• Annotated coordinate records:
━━━━━━━━

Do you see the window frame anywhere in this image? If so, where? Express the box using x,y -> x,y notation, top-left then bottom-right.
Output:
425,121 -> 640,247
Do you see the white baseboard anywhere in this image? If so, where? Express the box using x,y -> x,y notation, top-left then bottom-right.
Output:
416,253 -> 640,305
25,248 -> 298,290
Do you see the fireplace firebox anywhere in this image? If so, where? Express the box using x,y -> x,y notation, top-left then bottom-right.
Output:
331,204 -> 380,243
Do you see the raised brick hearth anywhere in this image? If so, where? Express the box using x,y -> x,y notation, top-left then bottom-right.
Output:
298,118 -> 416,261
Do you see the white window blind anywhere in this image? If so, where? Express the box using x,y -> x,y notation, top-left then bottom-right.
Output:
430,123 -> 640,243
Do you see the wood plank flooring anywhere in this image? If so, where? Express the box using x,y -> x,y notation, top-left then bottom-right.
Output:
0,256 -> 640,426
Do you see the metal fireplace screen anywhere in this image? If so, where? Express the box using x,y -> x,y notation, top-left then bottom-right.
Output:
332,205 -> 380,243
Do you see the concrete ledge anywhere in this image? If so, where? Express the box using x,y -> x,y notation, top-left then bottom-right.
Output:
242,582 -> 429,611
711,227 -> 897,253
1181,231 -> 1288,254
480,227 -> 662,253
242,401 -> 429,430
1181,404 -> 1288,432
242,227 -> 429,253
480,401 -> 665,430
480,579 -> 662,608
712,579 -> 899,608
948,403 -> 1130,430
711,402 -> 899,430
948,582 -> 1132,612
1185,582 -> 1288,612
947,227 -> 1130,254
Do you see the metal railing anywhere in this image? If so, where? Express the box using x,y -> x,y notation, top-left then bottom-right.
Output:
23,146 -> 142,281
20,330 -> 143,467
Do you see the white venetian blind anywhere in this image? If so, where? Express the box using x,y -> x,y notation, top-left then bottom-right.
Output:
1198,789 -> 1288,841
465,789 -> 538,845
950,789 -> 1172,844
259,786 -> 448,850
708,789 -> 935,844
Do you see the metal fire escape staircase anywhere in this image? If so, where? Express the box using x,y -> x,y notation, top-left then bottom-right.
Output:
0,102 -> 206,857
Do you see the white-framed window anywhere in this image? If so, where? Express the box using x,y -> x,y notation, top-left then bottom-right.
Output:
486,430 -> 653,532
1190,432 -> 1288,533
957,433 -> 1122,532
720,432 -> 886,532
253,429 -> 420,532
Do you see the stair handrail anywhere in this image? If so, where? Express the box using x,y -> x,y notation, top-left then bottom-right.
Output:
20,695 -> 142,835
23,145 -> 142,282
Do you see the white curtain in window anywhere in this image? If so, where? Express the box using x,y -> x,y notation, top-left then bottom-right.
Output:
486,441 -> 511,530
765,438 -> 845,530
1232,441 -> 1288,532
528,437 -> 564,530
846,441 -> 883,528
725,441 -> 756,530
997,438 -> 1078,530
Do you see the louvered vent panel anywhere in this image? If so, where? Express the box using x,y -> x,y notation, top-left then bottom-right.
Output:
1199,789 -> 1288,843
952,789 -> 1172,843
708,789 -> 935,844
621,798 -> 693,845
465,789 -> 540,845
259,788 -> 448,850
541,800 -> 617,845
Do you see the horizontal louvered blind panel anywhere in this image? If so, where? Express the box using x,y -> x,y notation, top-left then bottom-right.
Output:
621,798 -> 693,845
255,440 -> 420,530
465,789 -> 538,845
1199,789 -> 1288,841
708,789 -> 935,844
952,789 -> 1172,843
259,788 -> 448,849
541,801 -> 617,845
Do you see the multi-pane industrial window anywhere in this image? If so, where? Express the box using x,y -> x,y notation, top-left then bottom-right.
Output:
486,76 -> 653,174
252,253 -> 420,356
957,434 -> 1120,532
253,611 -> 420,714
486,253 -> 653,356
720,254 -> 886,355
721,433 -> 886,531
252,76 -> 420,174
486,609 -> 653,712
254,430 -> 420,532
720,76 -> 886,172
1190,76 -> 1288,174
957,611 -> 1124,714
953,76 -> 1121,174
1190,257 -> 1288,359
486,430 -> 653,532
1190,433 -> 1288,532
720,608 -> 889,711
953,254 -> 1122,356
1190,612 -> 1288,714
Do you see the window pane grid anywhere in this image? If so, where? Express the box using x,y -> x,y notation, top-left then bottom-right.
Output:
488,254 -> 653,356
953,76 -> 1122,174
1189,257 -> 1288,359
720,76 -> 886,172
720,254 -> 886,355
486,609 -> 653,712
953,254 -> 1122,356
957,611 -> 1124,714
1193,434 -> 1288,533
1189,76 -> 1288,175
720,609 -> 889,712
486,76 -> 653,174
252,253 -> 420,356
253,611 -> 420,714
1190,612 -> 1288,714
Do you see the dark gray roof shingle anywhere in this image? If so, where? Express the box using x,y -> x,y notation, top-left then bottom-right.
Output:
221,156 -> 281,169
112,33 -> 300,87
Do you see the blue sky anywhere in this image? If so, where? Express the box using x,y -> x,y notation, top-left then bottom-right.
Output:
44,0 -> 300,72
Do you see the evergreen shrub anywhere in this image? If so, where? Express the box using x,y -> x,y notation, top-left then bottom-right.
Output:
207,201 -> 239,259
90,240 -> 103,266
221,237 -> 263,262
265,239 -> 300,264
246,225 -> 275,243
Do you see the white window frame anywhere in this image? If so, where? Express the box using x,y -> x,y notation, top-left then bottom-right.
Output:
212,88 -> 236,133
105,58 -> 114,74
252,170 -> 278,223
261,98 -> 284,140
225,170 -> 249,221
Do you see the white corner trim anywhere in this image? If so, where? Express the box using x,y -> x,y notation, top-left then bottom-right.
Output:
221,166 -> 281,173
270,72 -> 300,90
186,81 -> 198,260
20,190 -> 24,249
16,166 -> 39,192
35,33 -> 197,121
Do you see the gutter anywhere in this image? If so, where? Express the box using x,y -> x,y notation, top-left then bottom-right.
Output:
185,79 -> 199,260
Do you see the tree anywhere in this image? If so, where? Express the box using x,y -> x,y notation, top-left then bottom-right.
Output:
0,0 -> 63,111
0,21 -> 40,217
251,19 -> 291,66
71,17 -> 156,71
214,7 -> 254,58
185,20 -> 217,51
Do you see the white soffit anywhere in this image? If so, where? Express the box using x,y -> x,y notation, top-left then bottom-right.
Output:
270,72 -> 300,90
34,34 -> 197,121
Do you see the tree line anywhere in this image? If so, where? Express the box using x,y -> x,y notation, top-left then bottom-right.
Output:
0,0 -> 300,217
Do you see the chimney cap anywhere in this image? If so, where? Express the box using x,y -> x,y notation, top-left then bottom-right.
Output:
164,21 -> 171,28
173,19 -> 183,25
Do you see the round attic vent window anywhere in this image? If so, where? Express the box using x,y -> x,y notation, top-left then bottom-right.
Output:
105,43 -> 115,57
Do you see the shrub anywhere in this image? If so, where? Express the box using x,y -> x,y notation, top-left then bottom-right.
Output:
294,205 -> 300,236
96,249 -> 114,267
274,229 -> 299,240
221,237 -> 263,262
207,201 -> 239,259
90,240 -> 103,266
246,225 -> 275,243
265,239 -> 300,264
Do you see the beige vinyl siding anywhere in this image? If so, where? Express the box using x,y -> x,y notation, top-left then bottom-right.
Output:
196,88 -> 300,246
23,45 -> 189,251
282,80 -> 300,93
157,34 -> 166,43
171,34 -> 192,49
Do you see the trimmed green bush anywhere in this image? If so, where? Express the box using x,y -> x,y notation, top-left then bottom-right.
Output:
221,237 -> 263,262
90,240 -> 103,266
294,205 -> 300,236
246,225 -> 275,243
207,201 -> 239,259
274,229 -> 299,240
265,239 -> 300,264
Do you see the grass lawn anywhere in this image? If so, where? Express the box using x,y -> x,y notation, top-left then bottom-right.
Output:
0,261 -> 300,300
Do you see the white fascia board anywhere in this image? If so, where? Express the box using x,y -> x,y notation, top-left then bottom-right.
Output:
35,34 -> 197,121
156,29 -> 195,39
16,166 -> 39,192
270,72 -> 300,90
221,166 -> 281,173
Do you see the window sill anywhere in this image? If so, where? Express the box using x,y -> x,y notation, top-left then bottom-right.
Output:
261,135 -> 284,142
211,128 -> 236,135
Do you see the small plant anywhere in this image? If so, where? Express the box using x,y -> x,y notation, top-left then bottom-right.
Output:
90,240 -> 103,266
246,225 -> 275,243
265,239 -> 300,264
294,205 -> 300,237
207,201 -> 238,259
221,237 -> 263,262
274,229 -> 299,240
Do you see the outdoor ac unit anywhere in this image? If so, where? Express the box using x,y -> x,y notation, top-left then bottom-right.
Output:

━━━━━━━━

Quote word for word the part of the listing that opens with the line containing "Do you see the louvered" and closes with the line containing "541,800 -> 617,845", including both of those lines.

• OUTPUT FOR THIS EXERCISE:
Do you see the louvered vent panel anywhere in this image? If so, where? Express the box using x,y -> x,y notation, top-left then bottom-right.
Output:
1199,789 -> 1288,843
952,789 -> 1172,843
708,789 -> 935,844
621,798 -> 693,845
465,789 -> 540,845
259,788 -> 448,850
541,800 -> 617,845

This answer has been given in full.